Task statement: Reproduce each of the rows below line for line, without changing a single character.

Record excerpts:
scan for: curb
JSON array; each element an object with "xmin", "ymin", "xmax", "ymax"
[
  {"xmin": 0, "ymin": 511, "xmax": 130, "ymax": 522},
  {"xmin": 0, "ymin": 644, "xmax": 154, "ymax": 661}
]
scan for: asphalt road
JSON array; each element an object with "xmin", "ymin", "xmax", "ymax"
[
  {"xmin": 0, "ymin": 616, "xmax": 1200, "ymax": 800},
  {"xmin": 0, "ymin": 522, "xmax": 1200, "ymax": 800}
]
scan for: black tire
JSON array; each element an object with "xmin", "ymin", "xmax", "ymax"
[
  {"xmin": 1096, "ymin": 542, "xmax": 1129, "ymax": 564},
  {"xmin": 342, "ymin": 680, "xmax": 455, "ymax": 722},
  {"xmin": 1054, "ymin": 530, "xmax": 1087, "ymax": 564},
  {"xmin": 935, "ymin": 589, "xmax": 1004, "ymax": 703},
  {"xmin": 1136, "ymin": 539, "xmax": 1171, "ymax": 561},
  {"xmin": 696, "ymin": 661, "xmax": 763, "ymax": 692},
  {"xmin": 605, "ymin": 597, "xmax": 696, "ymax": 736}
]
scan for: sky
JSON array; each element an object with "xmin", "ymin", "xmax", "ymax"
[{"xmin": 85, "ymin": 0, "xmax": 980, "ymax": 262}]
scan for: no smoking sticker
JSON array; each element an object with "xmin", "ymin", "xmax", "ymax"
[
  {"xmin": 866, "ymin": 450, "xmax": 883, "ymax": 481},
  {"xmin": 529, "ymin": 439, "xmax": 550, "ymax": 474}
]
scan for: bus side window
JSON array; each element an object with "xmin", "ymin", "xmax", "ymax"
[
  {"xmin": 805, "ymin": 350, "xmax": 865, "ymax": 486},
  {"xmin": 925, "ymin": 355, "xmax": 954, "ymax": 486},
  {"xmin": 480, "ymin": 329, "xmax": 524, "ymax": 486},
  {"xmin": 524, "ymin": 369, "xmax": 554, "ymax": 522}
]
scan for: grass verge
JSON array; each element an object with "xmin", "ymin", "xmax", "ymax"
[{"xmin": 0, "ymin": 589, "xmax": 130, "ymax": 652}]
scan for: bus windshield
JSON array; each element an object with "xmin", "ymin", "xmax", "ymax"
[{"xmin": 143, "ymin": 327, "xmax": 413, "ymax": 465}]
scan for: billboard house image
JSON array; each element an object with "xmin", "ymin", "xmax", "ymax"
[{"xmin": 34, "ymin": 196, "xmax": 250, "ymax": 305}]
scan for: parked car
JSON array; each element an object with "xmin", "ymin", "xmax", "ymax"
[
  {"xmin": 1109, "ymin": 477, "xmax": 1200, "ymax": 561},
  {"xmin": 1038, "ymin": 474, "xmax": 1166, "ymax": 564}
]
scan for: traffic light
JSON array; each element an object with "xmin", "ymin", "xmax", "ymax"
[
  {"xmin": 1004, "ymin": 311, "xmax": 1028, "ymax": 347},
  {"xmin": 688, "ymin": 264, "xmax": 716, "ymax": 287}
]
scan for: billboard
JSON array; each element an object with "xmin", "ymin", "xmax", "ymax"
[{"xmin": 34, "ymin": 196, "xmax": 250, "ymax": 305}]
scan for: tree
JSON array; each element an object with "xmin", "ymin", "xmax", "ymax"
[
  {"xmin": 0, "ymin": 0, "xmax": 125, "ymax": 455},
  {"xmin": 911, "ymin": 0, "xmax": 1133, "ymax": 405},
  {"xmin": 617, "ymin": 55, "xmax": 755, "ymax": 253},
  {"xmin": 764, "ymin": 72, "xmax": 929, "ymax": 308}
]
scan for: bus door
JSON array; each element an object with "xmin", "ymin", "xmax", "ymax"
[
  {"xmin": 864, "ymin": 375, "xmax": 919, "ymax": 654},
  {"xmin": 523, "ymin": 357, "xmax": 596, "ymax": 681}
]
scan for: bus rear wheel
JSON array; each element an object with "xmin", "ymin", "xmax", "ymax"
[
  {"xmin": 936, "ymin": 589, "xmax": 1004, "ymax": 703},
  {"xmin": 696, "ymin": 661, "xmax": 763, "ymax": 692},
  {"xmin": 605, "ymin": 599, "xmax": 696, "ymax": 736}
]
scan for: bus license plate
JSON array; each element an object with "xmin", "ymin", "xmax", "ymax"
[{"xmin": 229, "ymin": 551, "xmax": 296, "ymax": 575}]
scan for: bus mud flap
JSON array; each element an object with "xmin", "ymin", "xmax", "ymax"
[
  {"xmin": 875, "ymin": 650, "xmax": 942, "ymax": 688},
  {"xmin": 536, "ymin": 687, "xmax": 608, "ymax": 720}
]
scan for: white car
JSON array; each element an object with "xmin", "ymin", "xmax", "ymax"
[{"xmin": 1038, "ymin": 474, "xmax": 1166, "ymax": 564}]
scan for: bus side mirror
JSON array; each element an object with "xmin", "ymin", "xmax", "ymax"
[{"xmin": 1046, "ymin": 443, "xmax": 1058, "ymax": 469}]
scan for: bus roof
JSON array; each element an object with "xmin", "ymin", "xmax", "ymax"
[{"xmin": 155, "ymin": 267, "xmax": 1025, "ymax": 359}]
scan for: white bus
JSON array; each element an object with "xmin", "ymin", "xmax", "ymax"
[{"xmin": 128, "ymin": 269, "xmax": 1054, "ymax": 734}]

Solution:
scan for: curb
JSON array; each element an object with "xmin", "ymin", "xmax", "ymax"
[
  {"xmin": 0, "ymin": 511, "xmax": 130, "ymax": 522},
  {"xmin": 0, "ymin": 644, "xmax": 154, "ymax": 661}
]
scan for: asphalt road
JSON array; each element an object with "xmin", "ymin", "xmax", "ymax"
[
  {"xmin": 0, "ymin": 616, "xmax": 1200, "ymax": 800},
  {"xmin": 0, "ymin": 522, "xmax": 1200, "ymax": 800}
]
scan for: black tire
JSON array; each element an object with "xmin", "ymin", "xmax", "ymax"
[
  {"xmin": 1096, "ymin": 542, "xmax": 1129, "ymax": 564},
  {"xmin": 342, "ymin": 680, "xmax": 455, "ymax": 722},
  {"xmin": 1054, "ymin": 530, "xmax": 1087, "ymax": 564},
  {"xmin": 935, "ymin": 589, "xmax": 1004, "ymax": 703},
  {"xmin": 1136, "ymin": 539, "xmax": 1171, "ymax": 561},
  {"xmin": 696, "ymin": 661, "xmax": 763, "ymax": 692},
  {"xmin": 605, "ymin": 597, "xmax": 696, "ymax": 736}
]
scan for: sky
JSON array; each element an object with "xmin", "ymin", "xmax", "ymax"
[{"xmin": 85, "ymin": 0, "xmax": 980, "ymax": 262}]
scan for: no smoking sticker
JSON array; each element an object with "xmin", "ymin", "xmax", "ymax"
[
  {"xmin": 866, "ymin": 450, "xmax": 883, "ymax": 481},
  {"xmin": 529, "ymin": 439, "xmax": 550, "ymax": 474}
]
scan for: bus side window
JSON array; each element an object with "xmin", "ymin", "xmax", "ymax"
[
  {"xmin": 805, "ymin": 350, "xmax": 865, "ymax": 486},
  {"xmin": 925, "ymin": 355, "xmax": 954, "ymax": 486},
  {"xmin": 480, "ymin": 329, "xmax": 524, "ymax": 486},
  {"xmin": 524, "ymin": 369, "xmax": 554, "ymax": 522}
]
scan for: grass verge
JSON array; each element an object with "xmin", "ymin", "xmax", "ymax"
[{"xmin": 0, "ymin": 589, "xmax": 130, "ymax": 652}]
scan for: bus windshield
JSON array; each element an object with "xmin", "ymin", "xmax", "ymax"
[{"xmin": 143, "ymin": 327, "xmax": 413, "ymax": 465}]
scan for: billboard house image
JSON array; each element an object with "xmin", "ymin", "xmax", "ymax"
[{"xmin": 34, "ymin": 196, "xmax": 250, "ymax": 305}]
scan for: parked car
JSON array; each element an object with "xmin", "ymin", "xmax", "ymax"
[
  {"xmin": 1109, "ymin": 477, "xmax": 1200, "ymax": 561},
  {"xmin": 1038, "ymin": 474, "xmax": 1166, "ymax": 564}
]
scan for: traffic light
JSON array; each element an object with "xmin", "ymin", "xmax", "ymax"
[
  {"xmin": 1004, "ymin": 311, "xmax": 1028, "ymax": 347},
  {"xmin": 688, "ymin": 264, "xmax": 716, "ymax": 287}
]
scan for: billboard
JSON array; each element an object with "xmin", "ymin", "xmax", "ymax"
[{"xmin": 34, "ymin": 196, "xmax": 250, "ymax": 305}]
scan for: tree
JSON array; each element an object with "xmin", "ymin", "xmax", "ymax"
[
  {"xmin": 0, "ymin": 0, "xmax": 125, "ymax": 455},
  {"xmin": 911, "ymin": 0, "xmax": 1133, "ymax": 405},
  {"xmin": 617, "ymin": 55, "xmax": 755, "ymax": 253},
  {"xmin": 764, "ymin": 72, "xmax": 929, "ymax": 308}
]
scan for: bus door
JSON array; each element an object with "xmin", "ymin", "xmax", "ymax"
[
  {"xmin": 864, "ymin": 375, "xmax": 919, "ymax": 654},
  {"xmin": 523, "ymin": 357, "xmax": 596, "ymax": 681}
]
scan for: bus rear wheel
JSON array; each element an object with "xmin", "ymin", "xmax", "ymax"
[
  {"xmin": 936, "ymin": 589, "xmax": 1004, "ymax": 703},
  {"xmin": 696, "ymin": 661, "xmax": 763, "ymax": 692},
  {"xmin": 605, "ymin": 599, "xmax": 696, "ymax": 736}
]
scan for: bus license plate
JSON array; each element an object with "xmin", "ymin", "xmax", "ymax"
[{"xmin": 229, "ymin": 551, "xmax": 296, "ymax": 575}]
scan for: bus mud flap
JSON array; each element an object with "xmin", "ymin", "xmax", "ymax"
[
  {"xmin": 875, "ymin": 650, "xmax": 942, "ymax": 688},
  {"xmin": 536, "ymin": 687, "xmax": 608, "ymax": 720}
]
scan for: white car
JSON array; each element an object with "xmin", "ymin", "xmax", "ymax"
[{"xmin": 1038, "ymin": 474, "xmax": 1166, "ymax": 564}]
scan for: bus side mirror
JSON array; each element an object with "xmin", "ymin", "xmax", "ymax"
[{"xmin": 1046, "ymin": 443, "xmax": 1058, "ymax": 469}]
scan for: bus roof
JSON array; each element an object with "xmin", "ymin", "xmax", "ymax"
[{"xmin": 155, "ymin": 267, "xmax": 1025, "ymax": 359}]
scan for: white bus
JSON array; each element an object with "xmin", "ymin", "xmax", "ymax"
[{"xmin": 128, "ymin": 269, "xmax": 1054, "ymax": 734}]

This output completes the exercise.